• _Stored data entries_:
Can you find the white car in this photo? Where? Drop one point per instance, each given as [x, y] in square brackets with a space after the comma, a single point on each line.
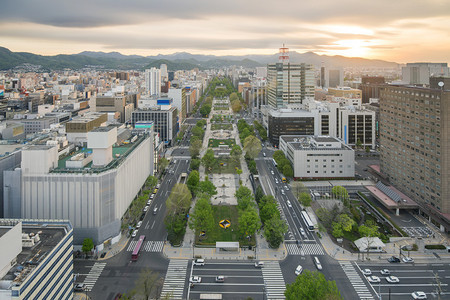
[419, 295]
[392, 279]
[373, 279]
[407, 259]
[385, 272]
[195, 279]
[367, 272]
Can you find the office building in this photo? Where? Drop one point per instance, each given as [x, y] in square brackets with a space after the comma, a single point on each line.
[420, 73]
[414, 144]
[36, 260]
[318, 156]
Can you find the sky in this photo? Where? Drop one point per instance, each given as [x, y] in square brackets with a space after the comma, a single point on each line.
[393, 30]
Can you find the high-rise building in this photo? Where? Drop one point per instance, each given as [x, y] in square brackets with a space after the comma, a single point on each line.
[289, 83]
[153, 81]
[420, 73]
[414, 143]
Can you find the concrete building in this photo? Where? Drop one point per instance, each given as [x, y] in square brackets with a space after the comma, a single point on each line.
[318, 156]
[289, 83]
[92, 187]
[420, 73]
[414, 147]
[36, 260]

• _What you need to do_:
Please write every line above out exactly as given, except for any pictures.

• _Solution to this problem_:
Can you find the white car in this photo? Where? Drop one point per instance, each given as [x, y] in square brackets with a space after the comma, a single point on each line.
[419, 295]
[392, 279]
[373, 279]
[407, 259]
[385, 272]
[195, 279]
[367, 272]
Can you find the office building in this photo? Where? Drop one point per instance, each given as [x, y] in square brackets with a space after the comma, a single point on each line.
[420, 73]
[414, 144]
[36, 260]
[318, 156]
Can you find the sky in this photo? Where? Drop one point per instance, each given as [x, y] in square brackets with a space after the comma, a single point on each line.
[393, 30]
Can you find the high-rise building in this photo? Where? Drop one point per instance, each given as [x, y] in square brackets with a space after the comma, a single point on each line.
[289, 83]
[153, 81]
[420, 73]
[414, 143]
Can you find the concrete building in this photo? Where? Drop one point per instance, each given as [x, y] in square brackets with a space after the comma, a single point on each line.
[318, 156]
[289, 83]
[92, 187]
[420, 73]
[414, 147]
[36, 260]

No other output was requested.